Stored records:
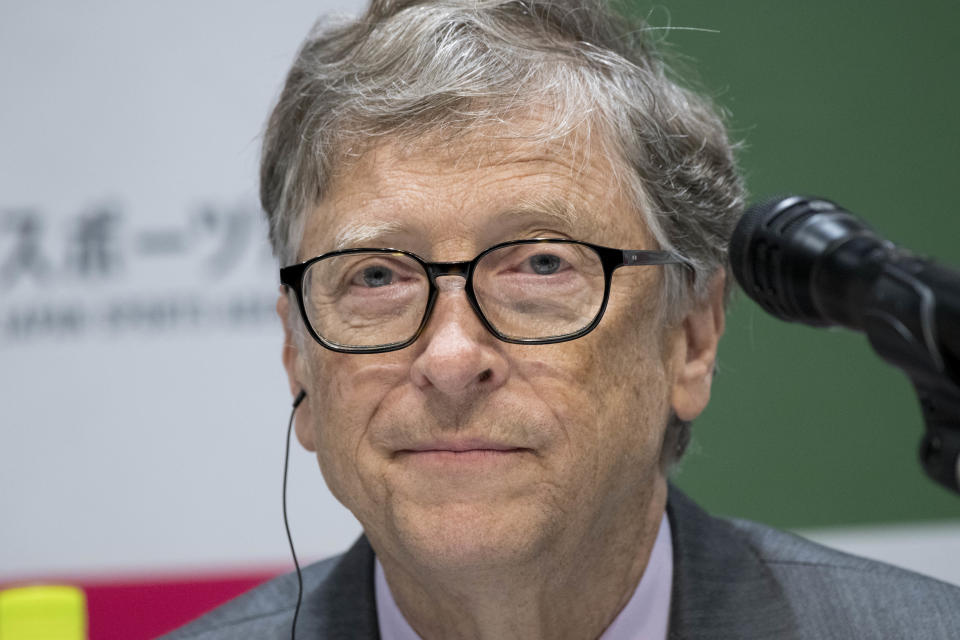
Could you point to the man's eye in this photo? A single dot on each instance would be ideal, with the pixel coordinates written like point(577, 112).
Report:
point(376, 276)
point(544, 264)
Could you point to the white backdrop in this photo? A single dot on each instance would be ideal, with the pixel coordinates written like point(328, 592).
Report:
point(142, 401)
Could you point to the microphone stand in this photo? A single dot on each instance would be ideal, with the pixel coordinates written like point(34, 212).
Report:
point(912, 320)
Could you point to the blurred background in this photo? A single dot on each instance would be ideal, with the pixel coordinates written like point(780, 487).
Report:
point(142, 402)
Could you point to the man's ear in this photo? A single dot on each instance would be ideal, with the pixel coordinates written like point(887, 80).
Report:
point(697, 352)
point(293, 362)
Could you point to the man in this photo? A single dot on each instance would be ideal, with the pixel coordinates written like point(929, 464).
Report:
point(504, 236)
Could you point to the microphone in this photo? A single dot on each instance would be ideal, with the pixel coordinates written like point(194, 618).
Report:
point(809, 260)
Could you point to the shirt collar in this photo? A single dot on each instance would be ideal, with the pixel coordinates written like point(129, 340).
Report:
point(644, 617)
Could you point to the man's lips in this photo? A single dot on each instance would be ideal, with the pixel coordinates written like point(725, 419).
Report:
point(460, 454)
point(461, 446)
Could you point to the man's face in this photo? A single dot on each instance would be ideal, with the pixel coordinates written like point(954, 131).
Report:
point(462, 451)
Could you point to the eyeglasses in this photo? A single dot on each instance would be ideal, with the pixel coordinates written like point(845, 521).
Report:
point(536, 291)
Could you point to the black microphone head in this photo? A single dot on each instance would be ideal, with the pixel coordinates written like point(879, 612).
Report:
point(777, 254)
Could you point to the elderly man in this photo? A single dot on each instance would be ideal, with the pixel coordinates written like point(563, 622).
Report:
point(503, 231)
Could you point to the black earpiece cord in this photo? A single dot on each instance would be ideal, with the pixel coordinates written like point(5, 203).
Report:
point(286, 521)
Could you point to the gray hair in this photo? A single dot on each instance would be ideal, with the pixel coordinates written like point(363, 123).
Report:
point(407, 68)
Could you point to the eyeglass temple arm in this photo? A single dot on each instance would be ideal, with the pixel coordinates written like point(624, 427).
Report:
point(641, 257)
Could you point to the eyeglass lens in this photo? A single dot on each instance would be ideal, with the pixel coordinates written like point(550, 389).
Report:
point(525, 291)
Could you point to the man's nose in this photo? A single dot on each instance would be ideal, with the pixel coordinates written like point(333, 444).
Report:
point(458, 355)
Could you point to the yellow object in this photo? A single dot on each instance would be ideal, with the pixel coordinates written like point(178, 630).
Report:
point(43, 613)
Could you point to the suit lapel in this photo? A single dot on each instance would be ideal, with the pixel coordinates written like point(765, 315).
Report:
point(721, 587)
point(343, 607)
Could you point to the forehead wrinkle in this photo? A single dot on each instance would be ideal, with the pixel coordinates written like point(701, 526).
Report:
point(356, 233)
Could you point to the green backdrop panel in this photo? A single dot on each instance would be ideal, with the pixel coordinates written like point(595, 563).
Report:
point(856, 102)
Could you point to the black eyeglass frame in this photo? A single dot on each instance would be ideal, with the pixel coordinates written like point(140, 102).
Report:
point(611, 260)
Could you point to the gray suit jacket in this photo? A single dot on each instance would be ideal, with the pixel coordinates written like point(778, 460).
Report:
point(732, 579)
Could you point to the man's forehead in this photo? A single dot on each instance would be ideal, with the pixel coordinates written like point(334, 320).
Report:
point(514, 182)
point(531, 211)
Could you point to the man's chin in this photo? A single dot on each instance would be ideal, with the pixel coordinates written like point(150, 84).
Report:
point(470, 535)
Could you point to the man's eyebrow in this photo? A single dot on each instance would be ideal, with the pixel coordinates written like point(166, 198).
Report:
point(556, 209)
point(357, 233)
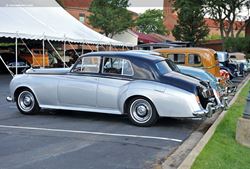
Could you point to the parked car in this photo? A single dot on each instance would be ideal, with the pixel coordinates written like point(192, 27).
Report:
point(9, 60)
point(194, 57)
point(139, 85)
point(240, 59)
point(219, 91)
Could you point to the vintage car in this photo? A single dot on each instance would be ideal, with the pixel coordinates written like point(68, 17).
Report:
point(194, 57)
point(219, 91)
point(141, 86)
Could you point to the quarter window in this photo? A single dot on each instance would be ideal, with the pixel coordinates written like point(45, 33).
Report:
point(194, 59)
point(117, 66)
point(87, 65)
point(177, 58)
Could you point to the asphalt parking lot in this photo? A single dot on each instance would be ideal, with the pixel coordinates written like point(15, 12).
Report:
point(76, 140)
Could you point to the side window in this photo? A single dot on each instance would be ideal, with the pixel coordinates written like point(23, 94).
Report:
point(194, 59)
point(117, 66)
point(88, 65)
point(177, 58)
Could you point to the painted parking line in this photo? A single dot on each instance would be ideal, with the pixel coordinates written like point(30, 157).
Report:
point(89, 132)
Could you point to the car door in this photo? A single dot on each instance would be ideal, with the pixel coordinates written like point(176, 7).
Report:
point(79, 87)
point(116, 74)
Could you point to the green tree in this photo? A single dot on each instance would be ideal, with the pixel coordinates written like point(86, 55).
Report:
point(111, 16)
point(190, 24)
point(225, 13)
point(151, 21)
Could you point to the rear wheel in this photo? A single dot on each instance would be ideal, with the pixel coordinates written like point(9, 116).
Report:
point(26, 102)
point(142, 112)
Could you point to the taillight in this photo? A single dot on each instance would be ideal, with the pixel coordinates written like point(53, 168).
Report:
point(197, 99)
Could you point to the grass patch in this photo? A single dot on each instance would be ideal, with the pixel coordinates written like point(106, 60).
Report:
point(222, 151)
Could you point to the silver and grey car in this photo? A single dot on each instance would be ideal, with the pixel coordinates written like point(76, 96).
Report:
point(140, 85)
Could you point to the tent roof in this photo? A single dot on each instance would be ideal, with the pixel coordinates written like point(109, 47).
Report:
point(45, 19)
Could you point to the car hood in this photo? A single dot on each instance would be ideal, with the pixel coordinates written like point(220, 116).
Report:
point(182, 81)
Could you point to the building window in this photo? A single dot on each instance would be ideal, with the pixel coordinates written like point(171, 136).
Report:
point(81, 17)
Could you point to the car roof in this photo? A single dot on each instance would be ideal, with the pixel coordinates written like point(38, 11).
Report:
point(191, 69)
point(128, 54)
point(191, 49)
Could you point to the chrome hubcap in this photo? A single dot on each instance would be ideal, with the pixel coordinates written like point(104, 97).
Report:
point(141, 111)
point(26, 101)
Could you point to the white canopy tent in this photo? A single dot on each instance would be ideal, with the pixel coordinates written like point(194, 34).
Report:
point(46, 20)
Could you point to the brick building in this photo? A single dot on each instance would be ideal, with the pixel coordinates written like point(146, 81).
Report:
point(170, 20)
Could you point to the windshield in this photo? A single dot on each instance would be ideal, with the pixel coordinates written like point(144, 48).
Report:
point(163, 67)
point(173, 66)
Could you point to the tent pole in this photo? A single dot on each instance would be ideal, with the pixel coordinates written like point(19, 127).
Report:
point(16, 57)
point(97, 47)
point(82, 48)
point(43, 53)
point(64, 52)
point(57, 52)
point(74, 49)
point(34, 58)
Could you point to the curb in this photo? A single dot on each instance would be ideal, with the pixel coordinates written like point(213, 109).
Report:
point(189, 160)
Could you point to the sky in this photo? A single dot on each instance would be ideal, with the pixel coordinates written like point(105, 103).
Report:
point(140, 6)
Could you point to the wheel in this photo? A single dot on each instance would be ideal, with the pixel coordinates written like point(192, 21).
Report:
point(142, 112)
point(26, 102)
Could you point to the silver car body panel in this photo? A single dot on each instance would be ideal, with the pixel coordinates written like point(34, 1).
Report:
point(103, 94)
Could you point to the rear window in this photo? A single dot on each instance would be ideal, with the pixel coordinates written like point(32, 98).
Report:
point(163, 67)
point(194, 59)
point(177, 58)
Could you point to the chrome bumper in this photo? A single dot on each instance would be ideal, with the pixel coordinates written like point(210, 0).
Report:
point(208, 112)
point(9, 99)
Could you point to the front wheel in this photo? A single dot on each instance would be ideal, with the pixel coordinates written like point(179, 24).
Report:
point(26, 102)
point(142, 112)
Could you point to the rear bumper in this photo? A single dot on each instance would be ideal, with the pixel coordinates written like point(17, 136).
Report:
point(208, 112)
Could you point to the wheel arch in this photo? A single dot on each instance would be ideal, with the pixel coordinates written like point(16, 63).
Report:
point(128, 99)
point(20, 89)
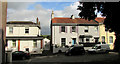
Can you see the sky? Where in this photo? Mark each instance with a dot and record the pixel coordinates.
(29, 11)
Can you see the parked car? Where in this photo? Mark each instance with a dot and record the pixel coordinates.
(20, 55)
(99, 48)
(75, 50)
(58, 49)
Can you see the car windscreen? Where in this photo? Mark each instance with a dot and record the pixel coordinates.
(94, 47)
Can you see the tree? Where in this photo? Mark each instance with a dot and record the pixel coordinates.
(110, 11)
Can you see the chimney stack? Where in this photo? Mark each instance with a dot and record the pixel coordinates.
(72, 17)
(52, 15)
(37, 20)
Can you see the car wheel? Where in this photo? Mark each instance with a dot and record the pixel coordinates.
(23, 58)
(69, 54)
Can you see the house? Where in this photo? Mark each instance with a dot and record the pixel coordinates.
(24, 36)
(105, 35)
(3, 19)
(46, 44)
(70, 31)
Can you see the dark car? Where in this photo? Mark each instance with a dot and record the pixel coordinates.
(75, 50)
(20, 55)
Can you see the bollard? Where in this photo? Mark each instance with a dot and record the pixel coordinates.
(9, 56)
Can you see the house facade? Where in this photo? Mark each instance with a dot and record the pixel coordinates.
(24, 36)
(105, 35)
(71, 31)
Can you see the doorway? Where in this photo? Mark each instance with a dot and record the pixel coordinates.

__WRITTEN REQUEST__.
Copy out the records word for word, from their start through the line containing "point(461, 446)", with both ends included. Leave the pictures out of your copy.

__REPLY__.
Could you point to the man's eye in this photo? A single dot on each instance would be ideal, with the pixel coordinates written like point(577, 112).
Report:
point(376, 276)
point(544, 264)
Could you point to the white backdrop in this photo? A single dot on each instance would be ideal, with the pixel coordinates written like point(328, 592).
Report:
point(142, 401)
Could you point to the microphone stand in this photo? A single dot on each instance would be ideal, with the pixel coordinates written like point(34, 212).
Report:
point(912, 320)
Could you point to the blurred background in this photo? A single dot on each instance would be ideal, with the pixel coordinates written like point(780, 487).
Report:
point(142, 402)
Could you point to the man's ear in this photo? A single dot on each instance would be ideal, with the pixel coordinates written like point(887, 80).
Report:
point(697, 352)
point(293, 362)
Could you point to the man in this photo? A single dot on each instance would be ideal, with the pixel coordinates written like point(929, 464).
Report:
point(504, 236)
Could you point to the microphone in this photo? A single dot on each instance would be ideal, with the pixel coordinates written like point(194, 618).
Report:
point(809, 260)
Could you point to the shirt collar in this photo? A single dot on each instance would be ideal, with the pixel coordinates written like point(129, 340).
Report:
point(644, 617)
Could you point to the man's lips in this photo? A single dot on each instance would be ideal, with the pixel coordinates written like point(725, 419).
Report:
point(460, 454)
point(461, 446)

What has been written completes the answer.